## TASK BRIEF
Rewrite every line in the stretch from the line containing "locate the vertical" through the line containing "367,251 -> 774,583", and only those. Shift each pixel coordinate in the answers by adding 21 to it, and leave everything else unchanged.
---*---
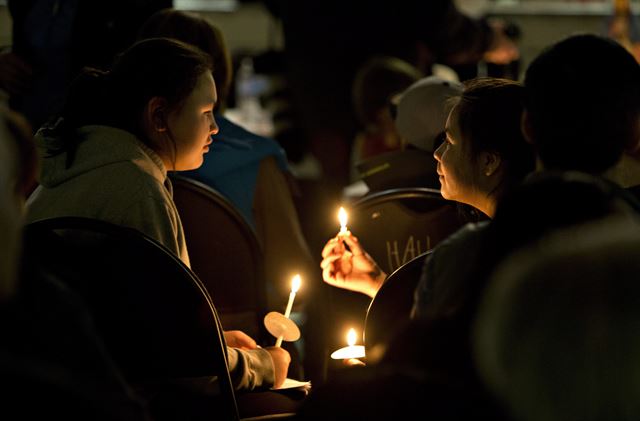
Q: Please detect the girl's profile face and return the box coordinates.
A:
[167,72,218,171]
[433,106,482,206]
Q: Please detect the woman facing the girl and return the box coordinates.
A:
[321,78,535,317]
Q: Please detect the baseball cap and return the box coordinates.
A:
[395,76,462,152]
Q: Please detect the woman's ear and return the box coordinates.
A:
[520,110,533,145]
[145,96,168,132]
[481,152,502,177]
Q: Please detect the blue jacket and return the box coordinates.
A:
[183,115,289,228]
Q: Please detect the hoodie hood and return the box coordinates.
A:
[36,126,167,188]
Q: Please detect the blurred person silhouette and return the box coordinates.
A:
[139,9,324,382]
[265,0,519,189]
[27,38,290,390]
[473,215,640,421]
[0,108,151,421]
[351,56,422,181]
[414,34,640,317]
[0,0,173,130]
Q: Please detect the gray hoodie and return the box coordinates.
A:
[27,126,275,390]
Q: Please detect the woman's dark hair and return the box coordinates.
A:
[48,38,211,164]
[453,78,535,202]
[138,9,232,110]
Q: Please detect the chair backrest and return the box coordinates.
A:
[349,187,465,273]
[172,176,271,341]
[329,187,466,356]
[364,251,431,350]
[24,217,238,419]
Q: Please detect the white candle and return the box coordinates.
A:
[338,206,347,234]
[276,275,302,346]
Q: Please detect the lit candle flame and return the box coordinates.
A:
[347,328,356,346]
[291,275,302,293]
[338,206,347,233]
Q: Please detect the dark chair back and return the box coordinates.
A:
[329,187,467,356]
[172,176,272,341]
[25,217,238,419]
[364,251,431,350]
[349,187,465,273]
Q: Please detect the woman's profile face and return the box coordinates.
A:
[433,106,482,206]
[167,72,218,171]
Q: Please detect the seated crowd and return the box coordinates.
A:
[0,2,640,421]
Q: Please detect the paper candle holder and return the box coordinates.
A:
[264,311,300,342]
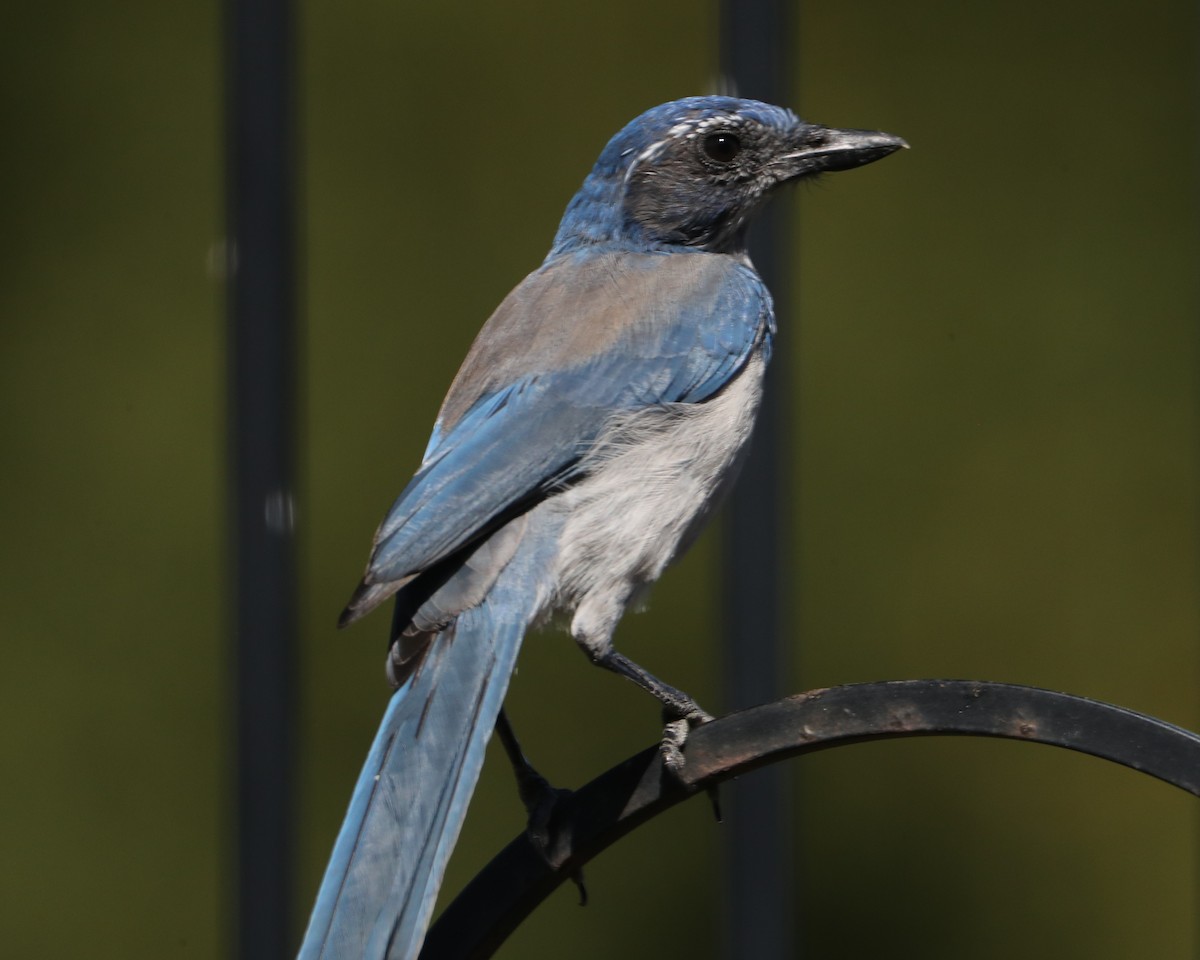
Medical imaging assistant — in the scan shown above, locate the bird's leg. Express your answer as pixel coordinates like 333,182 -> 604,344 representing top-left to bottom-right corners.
496,707 -> 588,906
584,643 -> 713,780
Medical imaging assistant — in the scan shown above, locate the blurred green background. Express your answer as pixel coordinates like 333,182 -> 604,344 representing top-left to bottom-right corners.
0,0 -> 1200,960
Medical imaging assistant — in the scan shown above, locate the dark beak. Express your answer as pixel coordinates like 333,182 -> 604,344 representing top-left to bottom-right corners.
776,124 -> 908,180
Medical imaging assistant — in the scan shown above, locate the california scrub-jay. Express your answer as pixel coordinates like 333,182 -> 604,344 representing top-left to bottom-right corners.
300,96 -> 906,960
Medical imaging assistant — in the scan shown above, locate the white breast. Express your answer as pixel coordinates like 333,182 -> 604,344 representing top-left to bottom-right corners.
546,353 -> 764,646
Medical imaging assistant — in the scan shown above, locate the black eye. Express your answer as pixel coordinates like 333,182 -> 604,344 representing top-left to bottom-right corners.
704,133 -> 742,163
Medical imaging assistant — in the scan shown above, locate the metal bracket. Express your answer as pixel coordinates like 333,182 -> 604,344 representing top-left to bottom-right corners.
421,680 -> 1200,960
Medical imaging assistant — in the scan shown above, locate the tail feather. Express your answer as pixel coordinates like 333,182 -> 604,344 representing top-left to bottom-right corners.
300,589 -> 532,960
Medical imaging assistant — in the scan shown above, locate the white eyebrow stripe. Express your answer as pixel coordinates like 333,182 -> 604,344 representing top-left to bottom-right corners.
622,114 -> 738,184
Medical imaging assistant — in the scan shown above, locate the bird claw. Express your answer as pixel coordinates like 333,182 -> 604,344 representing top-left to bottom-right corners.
659,701 -> 713,784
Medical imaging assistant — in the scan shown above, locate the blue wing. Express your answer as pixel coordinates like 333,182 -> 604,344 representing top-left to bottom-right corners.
346,252 -> 773,622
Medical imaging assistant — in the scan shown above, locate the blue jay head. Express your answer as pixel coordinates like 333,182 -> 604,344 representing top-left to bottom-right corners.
554,97 -> 907,252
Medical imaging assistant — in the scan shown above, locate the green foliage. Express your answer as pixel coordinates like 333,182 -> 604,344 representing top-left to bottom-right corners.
0,0 -> 1200,960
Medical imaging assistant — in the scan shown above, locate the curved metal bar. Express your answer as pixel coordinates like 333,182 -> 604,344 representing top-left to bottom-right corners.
421,680 -> 1200,960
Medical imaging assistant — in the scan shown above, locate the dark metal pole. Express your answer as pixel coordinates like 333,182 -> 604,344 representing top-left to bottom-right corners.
226,0 -> 296,960
719,0 -> 800,960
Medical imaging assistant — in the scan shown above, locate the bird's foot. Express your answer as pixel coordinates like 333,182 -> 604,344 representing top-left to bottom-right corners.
659,691 -> 713,782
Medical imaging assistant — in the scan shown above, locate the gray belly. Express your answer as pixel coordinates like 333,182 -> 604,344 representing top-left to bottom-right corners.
545,353 -> 764,640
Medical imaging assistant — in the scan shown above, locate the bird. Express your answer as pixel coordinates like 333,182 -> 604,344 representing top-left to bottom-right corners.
300,96 -> 907,960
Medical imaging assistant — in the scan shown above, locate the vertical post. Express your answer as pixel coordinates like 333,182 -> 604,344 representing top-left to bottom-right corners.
226,0 -> 296,960
719,0 -> 800,960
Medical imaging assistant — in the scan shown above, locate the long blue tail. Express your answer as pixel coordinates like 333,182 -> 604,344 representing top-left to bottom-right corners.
300,577 -> 534,960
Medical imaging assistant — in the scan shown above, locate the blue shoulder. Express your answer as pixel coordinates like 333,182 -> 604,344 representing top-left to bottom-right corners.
367,251 -> 774,583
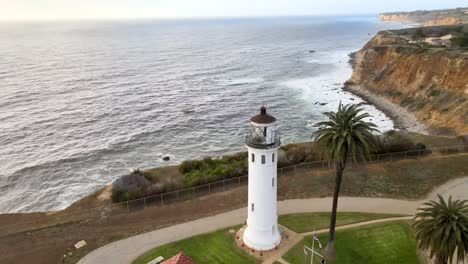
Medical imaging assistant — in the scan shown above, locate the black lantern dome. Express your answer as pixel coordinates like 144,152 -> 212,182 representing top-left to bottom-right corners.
245,106 -> 281,149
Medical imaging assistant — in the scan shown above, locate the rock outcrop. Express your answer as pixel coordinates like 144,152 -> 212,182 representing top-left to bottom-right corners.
347,25 -> 468,134
380,8 -> 468,26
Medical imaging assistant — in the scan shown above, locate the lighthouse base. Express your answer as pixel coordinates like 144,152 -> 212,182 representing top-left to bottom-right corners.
242,226 -> 281,251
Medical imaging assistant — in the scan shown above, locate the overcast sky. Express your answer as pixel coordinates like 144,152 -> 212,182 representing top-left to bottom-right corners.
0,0 -> 468,20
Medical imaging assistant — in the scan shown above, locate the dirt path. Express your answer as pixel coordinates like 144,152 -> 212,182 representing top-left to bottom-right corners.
79,177 -> 468,264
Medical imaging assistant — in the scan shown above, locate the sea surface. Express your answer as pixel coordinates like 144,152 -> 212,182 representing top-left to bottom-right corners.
0,16 -> 401,212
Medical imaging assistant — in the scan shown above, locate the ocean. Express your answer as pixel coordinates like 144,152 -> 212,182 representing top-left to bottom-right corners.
0,15 -> 400,213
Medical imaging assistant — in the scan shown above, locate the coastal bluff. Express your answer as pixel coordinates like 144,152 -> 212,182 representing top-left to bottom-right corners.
380,8 -> 468,26
346,25 -> 468,135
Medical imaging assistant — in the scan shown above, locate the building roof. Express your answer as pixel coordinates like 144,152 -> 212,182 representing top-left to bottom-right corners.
250,106 -> 276,124
162,252 -> 196,264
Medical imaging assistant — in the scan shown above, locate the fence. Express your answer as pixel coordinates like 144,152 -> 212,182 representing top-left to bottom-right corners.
0,142 -> 468,237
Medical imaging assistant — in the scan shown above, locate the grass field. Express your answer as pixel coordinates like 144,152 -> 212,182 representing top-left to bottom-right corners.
283,221 -> 419,264
133,226 -> 258,264
278,212 -> 401,233
133,212 -> 397,264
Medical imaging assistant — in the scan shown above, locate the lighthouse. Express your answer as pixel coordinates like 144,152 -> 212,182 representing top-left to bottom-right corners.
243,106 -> 281,250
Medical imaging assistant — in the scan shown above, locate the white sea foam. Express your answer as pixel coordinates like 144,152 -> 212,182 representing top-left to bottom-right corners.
0,17 -> 402,212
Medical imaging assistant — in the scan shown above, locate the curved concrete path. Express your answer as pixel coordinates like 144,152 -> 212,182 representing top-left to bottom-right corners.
78,177 -> 468,264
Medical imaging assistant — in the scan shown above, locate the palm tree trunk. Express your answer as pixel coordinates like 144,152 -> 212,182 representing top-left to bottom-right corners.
325,162 -> 344,261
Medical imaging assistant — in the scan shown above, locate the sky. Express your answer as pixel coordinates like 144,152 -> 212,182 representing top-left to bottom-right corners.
0,0 -> 468,20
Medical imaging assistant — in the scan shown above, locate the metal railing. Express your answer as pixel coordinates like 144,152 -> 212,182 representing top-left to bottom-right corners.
0,145 -> 468,237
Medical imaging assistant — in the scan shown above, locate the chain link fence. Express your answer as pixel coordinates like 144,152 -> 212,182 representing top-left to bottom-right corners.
0,142 -> 468,237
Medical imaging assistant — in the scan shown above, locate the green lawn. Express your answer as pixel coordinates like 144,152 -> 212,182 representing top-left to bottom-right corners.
278,212 -> 401,233
278,153 -> 468,200
283,221 -> 419,264
133,226 -> 257,264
---*---
## COMPLETE ANSWER
Medical imaging assistant — in the scan shown above, locate the vertical post. Express your answer as pixel coordinates like 333,182 -> 604,344 representing top-left to bottom-right corners.
247,21 -> 317,981
740,21 -> 821,981
Medical imaging assistant — in the scan shown above, locate the long blue tail. Express your answer as pixel coordinates like 333,182 -> 604,344 representing top-left to bottom-right corners.
321,598 -> 555,981
Medical imaging assistant — in the scan shown above, locate the blue shoulder. Express your answer as pixel coordinates like 333,182 -> 604,344 representing top-left to bottom-right corners.
388,272 -> 795,604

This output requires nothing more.